Work task »
Quote precisely the final stretch of the listing: start at the line containing "Mark every green stripe" and stop after the last line.

Working data »
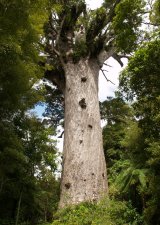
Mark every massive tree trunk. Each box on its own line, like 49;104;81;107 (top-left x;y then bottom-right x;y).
59;59;107;208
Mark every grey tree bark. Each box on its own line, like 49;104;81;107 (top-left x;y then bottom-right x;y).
59;59;108;208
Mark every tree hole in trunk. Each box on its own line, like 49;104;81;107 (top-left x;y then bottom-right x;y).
65;183;71;189
84;179;86;181
92;173;95;176
80;140;83;144
102;173;105;178
79;98;87;109
88;124;93;129
81;77;87;82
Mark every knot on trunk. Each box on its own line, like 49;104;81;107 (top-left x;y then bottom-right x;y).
79;98;87;109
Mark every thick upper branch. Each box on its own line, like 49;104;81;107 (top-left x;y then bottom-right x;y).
85;0;122;57
98;47;116;67
44;67;65;94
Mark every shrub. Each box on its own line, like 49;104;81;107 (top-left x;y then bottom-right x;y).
52;198;142;225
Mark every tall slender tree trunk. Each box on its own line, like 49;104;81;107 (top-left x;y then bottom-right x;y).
15;190;23;225
0;177;4;194
59;59;107;208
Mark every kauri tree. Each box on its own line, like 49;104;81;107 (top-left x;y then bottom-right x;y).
43;0;145;208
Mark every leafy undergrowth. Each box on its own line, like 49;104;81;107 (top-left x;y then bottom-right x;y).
51;198;142;225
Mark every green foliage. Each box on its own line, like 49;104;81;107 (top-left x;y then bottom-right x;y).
120;122;147;164
101;96;133;124
0;1;60;224
0;0;47;117
102;96;151;219
73;40;88;62
117;25;160;223
43;85;64;127
120;40;160;140
150;0;160;25
101;97;134;171
104;104;160;223
112;0;145;53
86;7;107;43
0;114;59;224
120;40;160;100
147;141;160;168
52;199;142;225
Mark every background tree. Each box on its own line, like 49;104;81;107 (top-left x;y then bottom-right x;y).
0;1;60;224
117;7;160;221
101;5;160;220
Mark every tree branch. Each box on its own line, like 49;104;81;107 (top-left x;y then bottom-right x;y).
103;62;112;67
118;54;131;59
106;0;122;24
142;21;160;27
86;0;122;44
56;15;66;46
112;53;124;67
58;130;64;138
45;68;66;94
100;69;115;85
98;46;116;66
52;45;61;57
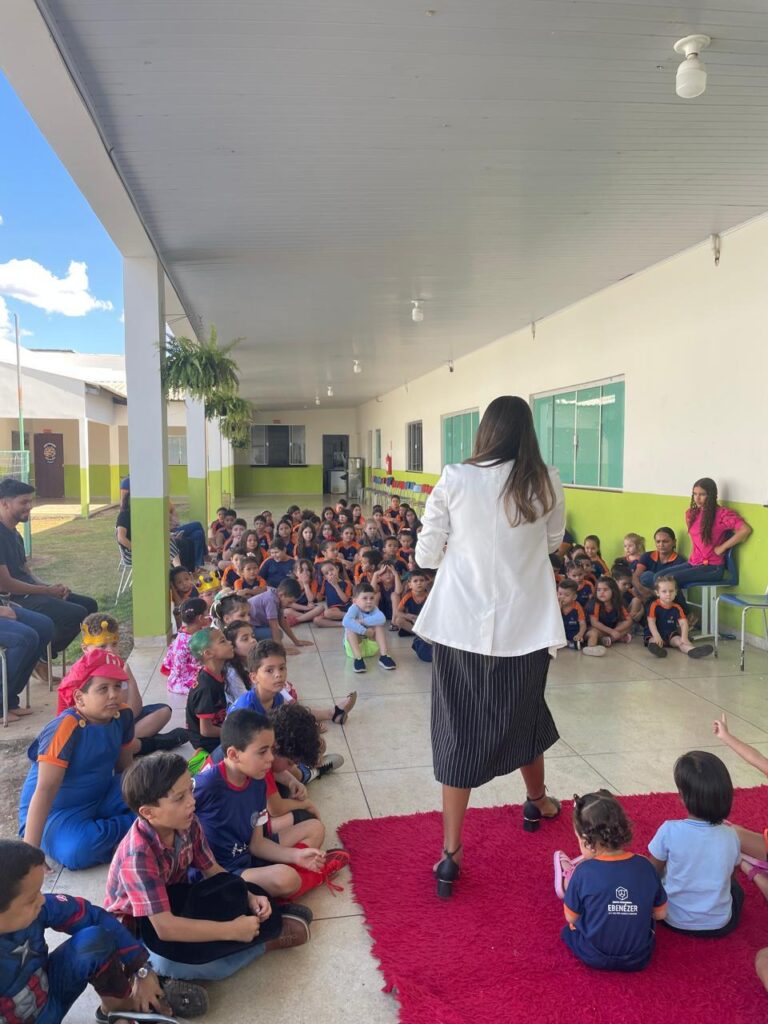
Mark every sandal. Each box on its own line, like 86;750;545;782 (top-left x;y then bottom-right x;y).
553;850;584;899
331;691;357;725
740;855;768;882
523;790;561;832
434;844;463;899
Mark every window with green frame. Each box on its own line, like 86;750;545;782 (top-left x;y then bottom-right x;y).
532;380;624;488
442;409;479;467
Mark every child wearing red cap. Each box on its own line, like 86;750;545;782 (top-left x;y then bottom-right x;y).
18;646;137;870
58;613;187;754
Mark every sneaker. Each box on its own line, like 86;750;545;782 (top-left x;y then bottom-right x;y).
160;979;209;1019
305;752;345;783
688;644;714;659
151;728;189;751
322;847;352;892
265;915;311;951
378;655;397;670
353;657;366;673
581;646;605;657
279;901;314;925
647;643;668;658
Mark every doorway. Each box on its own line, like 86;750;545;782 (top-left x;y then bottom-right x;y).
33;433;65;499
322;434;349;494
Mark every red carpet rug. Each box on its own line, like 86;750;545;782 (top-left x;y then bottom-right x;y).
339;787;768;1024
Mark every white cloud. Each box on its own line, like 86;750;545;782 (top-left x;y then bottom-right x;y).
0;296;33;343
0;258;113;316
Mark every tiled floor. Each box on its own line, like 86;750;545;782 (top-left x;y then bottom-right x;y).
47;626;768;1023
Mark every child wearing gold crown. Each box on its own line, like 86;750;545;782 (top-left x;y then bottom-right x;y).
195;569;222;608
57;613;188;754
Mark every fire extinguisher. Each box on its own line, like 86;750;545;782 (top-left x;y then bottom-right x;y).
385;453;393;476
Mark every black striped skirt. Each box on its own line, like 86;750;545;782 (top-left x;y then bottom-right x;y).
431;642;559;789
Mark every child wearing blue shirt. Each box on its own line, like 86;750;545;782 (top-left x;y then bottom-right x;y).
553;790;667;972
257;539;296;589
648;750;742;936
645;577;713;659
342;583;397;674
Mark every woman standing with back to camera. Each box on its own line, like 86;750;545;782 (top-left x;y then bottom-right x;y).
415;396;567;898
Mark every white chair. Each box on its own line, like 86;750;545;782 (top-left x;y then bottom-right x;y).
714;586;768;671
1;645;32;728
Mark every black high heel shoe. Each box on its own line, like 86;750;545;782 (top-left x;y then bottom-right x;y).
522;789;561;832
434;845;462;899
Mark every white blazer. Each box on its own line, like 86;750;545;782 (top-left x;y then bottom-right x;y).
414;461;566;657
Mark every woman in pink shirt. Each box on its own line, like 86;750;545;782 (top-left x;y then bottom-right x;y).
660;478;752;588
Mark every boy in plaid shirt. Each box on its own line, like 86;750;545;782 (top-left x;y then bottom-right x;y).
105;752;310;982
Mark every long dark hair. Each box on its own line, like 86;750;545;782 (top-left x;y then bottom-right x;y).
465;396;555;525
687;477;718;544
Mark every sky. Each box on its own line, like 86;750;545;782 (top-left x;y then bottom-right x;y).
0;72;124;354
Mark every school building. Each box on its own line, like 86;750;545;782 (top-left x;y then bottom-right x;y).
1;2;766;647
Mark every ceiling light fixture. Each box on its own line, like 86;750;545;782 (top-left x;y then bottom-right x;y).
674;34;710;99
327;385;333;397
353;359;362;374
411;300;424;323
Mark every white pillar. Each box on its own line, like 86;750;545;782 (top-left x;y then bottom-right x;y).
78;416;90;518
124;256;169;639
207;417;223;513
108;423;121;504
185;397;207;525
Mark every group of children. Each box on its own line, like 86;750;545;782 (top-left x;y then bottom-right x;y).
552;716;768;989
555;531;714;660
5;496;438;1023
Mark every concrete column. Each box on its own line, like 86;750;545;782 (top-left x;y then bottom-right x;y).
78;416;91;518
108;423;121;504
222;436;235;504
207;417;223;514
124;256;169;639
185;397;208;526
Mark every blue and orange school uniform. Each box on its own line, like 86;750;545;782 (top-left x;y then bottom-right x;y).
319;578;353;610
588;600;629;631
354;564;374;585
223;566;240;589
338;541;361;563
645;600;686;643
637;550;685;576
258;556;296;589
398;590;427;618
590;556;610;577
574;580;595;609
18;707;135;871
561;602;586;643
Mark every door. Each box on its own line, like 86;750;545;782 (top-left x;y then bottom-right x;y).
33;433;65;498
322;434;349;494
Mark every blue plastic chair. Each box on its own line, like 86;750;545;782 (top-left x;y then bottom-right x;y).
680;536;738;640
714;584;768;671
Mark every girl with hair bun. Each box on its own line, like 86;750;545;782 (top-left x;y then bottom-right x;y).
553;790;668;972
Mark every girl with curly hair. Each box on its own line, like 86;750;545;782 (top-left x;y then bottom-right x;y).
553;790;668;971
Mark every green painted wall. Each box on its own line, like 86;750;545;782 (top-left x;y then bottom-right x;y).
208;468;223;514
168;465;189;495
130;496;171;638
188;476;207;526
234;465;323;495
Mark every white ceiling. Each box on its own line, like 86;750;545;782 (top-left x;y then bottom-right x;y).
35;0;768;408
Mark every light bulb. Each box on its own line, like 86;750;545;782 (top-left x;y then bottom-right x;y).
674;35;710;99
353;359;362;374
327;385;333;397
411;300;424;323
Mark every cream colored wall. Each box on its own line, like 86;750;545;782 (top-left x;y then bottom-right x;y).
89;421;110;462
358;214;768;505
235;408;359;465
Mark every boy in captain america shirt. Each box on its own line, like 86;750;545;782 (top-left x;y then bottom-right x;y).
0;838;200;1024
645;577;713;660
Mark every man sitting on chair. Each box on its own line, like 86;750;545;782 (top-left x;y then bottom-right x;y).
0;478;97;662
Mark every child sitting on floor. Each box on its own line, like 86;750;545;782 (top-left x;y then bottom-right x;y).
647;750;742;937
234;555;265;597
258;538;296;589
314;560;353;628
185;627;235;754
223;620;257;705
557;579;597;655
343;582;397;673
362;518;384;550
583;535;610;576
104;752;309;984
247;579;315;653
585;577;633;652
283;558;325;625
230;639;356;727
645;576;713;659
566;560;596;610
19;649;136;870
622;533;646;572
194;710;350;899
392;569;429;636
553;790;667;972
0;838;195;1024
611;565;645;625
211;591;250;628
170;565;199;625
162;597;210;695
222;551;246;589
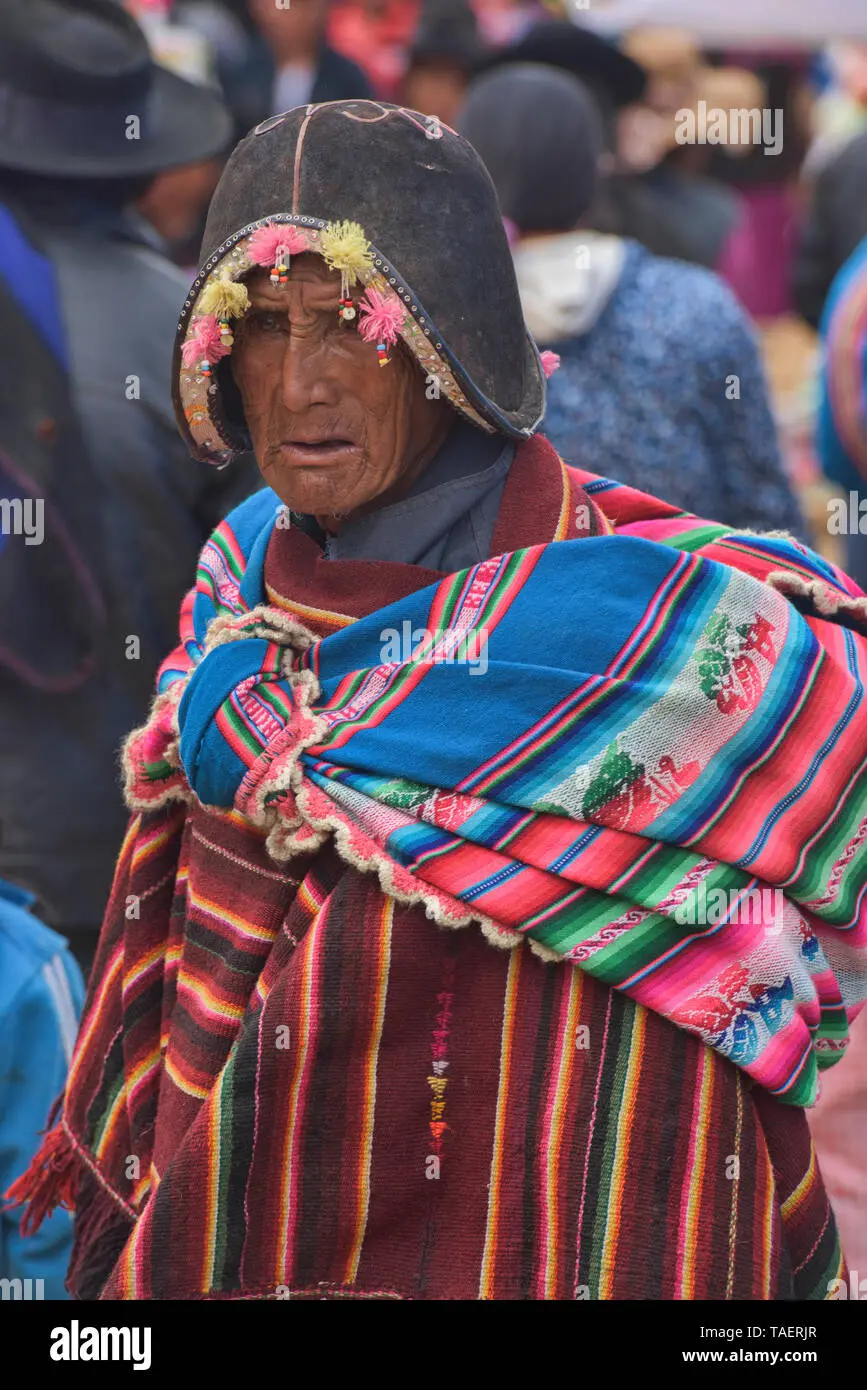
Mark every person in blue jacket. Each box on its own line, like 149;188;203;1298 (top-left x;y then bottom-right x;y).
0;878;84;1299
817;236;867;591
459;63;804;536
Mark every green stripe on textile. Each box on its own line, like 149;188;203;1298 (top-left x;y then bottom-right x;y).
258;680;294;721
435;568;474;628
91;1071;125;1156
659;524;731;554
211;528;245;581
817;1003;851;1049
790;768;867;922
806;1236;845;1301
341;669;369;702
211;1060;233;1288
782;1061;816;1108
527;862;751;969
327;662;427;731
607;841;697;898
224;700;265;761
585;1003;636;1298
470;550;530;634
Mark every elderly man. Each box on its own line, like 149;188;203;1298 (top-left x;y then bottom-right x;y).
12;101;867;1302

Output of the exercise »
Mark every green stripe on textile. Each box on its own line, like 149;188;203;1298 (top-left x;y then bottom-right x;y).
258;680;294;721
435;568;474;628
91;1071;125;1156
659;524;731;554
211;528;245;581
817;1003;851;1049
790;768;867;922
806;1236;845;1301
341;669;369;702
211;1060;233;1288
782;1061;816;1108
527;862;751;969
327;662;427;731
607;841;697;898
224;700;265;761
585;1003;636;1298
470;550;530;634
Mark every elderly man. Each box on its own line, like 149;188;203;1298 (top-left x;y then bottom-right x;y).
12;101;867;1302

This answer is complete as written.